QUOTED TEXT:
——
My grandmother wanted to name me after the snow, but nobody would let her. Even when I couldn't speak, she knew my heart and what I would like best. She always did, all her life, sometimes I think, even before I was thought about. We were alike in many ways. I loved many things about her but also her snow-colored hair and her skin the color of cream. Everything she had was white: Her Bible, her galoshes, the hammer she used to crack open walnuts, her gloves, which had rabbit fur inside them. She often wore pearls. She had the most gracious smile, and when I think of her, I see she would lean it in on the person with whom she was speaking, as if that person was always on the verge of delighting her. Yet these things aren't even the surface of how I loved her.

But for the moment, I think of her because she wanted to name me after snow, my favorite weather, so I only tell you that part, and that she was the color of snow in every way.

She knew that snow is not even a weather; it is a state of being, one that was rare for me until I came here, and now it comes every few days and never quite melts all the way. I was thinking this morning as I walked the dogs through the slush that I am ungrateful for how constant it is. In Oklahoma or Italy or especially Mississippi, I would dream of snow that lasted longer than a week. That's all I asked for. Now I have snow that lasts for months, but I complain that it's not deep enough, that it melts in between, that it's not constant enough. I ask for too much.

My grandmother once built a snow-woman. It was her same height and had her hourglass figure. She ignored dishes, housework, all kinds of things, in order to stand out there and build her. Then she cut a line up the side of an old dress so she could put it on her. There is a picture of the two of them in the yard that sunny, cold day. People stopped by the house to comment on the snow-woman. Grandma talked about her every time it snowed after that, but she never built another one. That one memory was plenty, I guess. I hope so.

I don't know why I keep thinking about her. This entry was supposed to be about the fact that we FINALLY may have snow again -- big snow, but not lake-effect snow. I wished for it so hard on my birthday, and we got some last night and today. I hope we have so much more tonight, so much we can't get out of our houses, so much I must build a fire, so much my small dogs disappear when they jump off the porch. And so it is about that, what I want more of, I guess -- snow, and my grandma, who was its same color and who I loved more than winter, and who has been in Heaven now for many years.

In my rambly way, I come to how this all relates to Lent, I guess: That Lent is wanting desperately what it seems like you can't have -- a miracle, or a person or time that is gone, or for things to change or stay the same when ultimately, nothing ever does either one. The desire is Lent, but Easter is the hope of Heaven, when all those people will come wading across the river carrying daffodils and calling your name and saying, "Come with us! It's snowing over here!" At least, that's what they'll say to me. Lent is remembering that Easter will come, and Life is remembering that Death will, and Winter is remembering that Spring will. The first Easter was better than anyone could have imagined, like spring always is, like I'm sure death will be (as Walt Whitman said, and he's generally right).

And so I shouldn't hurry Lent or try to hold onto winter or waste my precious life. Everything comes in its time, and I'll always have plenty.
——
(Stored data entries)
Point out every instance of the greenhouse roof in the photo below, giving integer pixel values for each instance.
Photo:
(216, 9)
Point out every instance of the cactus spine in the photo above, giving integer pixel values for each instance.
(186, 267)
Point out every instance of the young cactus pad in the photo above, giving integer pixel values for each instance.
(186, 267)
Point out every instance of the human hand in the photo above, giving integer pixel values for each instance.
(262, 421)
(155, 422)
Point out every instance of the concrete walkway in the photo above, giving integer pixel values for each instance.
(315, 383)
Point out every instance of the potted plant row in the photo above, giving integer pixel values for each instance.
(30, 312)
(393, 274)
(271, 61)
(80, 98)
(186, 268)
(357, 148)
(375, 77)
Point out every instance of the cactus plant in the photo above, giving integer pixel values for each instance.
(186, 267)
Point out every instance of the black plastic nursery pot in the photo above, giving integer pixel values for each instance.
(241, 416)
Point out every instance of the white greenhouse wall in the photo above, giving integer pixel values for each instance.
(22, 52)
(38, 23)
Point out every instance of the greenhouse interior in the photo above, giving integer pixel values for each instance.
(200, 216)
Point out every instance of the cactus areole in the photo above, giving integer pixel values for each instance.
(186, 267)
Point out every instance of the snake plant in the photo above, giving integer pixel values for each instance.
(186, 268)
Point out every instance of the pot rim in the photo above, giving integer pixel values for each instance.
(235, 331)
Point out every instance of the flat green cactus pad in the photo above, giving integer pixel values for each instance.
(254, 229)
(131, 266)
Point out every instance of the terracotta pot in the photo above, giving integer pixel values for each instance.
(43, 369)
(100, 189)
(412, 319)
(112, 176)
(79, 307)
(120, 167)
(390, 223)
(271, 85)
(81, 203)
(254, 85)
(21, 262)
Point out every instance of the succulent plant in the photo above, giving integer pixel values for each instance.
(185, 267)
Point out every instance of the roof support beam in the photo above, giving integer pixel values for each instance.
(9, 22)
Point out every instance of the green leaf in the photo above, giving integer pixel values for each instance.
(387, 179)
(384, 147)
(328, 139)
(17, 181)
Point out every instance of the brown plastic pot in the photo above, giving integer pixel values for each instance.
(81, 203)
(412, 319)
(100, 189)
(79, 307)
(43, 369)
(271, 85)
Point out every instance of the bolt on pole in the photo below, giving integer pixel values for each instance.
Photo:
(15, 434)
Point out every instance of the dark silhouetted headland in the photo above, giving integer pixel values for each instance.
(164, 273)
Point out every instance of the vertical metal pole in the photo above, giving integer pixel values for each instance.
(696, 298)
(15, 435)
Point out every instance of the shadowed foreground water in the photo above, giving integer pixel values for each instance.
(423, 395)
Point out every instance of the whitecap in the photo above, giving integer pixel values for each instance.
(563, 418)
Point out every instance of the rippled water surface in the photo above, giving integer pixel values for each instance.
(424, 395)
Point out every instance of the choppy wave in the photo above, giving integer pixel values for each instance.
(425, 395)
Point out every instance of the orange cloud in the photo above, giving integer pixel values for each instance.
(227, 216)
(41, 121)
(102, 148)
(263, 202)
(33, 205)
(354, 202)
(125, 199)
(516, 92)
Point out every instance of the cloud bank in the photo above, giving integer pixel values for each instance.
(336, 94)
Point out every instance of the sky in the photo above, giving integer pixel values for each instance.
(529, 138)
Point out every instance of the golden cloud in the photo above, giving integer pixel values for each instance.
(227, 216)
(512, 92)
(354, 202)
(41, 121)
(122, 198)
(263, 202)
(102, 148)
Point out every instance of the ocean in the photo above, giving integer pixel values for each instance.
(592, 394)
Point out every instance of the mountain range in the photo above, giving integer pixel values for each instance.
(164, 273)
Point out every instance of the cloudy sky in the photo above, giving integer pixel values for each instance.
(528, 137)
——
WHAT TO WORK ON:
1 > Answer these questions using the snow essay:
(a) What tool did the grandmother use to crack open walnuts?
(b) Now that the writer lives in the current place, how often does snow come?
(c) Whom does the writer cite on death being better than anyone imagined?
2 > Reproduce the passage of the snow essay from "But for the" up to and including "for too much.", word for word.

SOLUTIONS:
1 >
(a) A hammer, which was white.
(b) Every few days.
(c) Walt Whitman.

2 >
But for the moment, I think of her because she wanted to name me after snow, my favorite weather, so I only tell you that part, and that she was the color of snow in every way.

She knew that snow is not even a weather; it is a state of being, one that was rare for me until I came here, and now it comes every few days and never quite melts all the way. I was thinking this morning as I walked the dogs through the slush that I am ungrateful for how constant it is. In Oklahoma or Italy or especially Mississippi, I would dream of snow that lasted longer than a week. That's all I asked for. Now I have snow that lasts for months, but I complain that it's not deep enough, that it melts in between, that it's not constant enough. I ask for too much.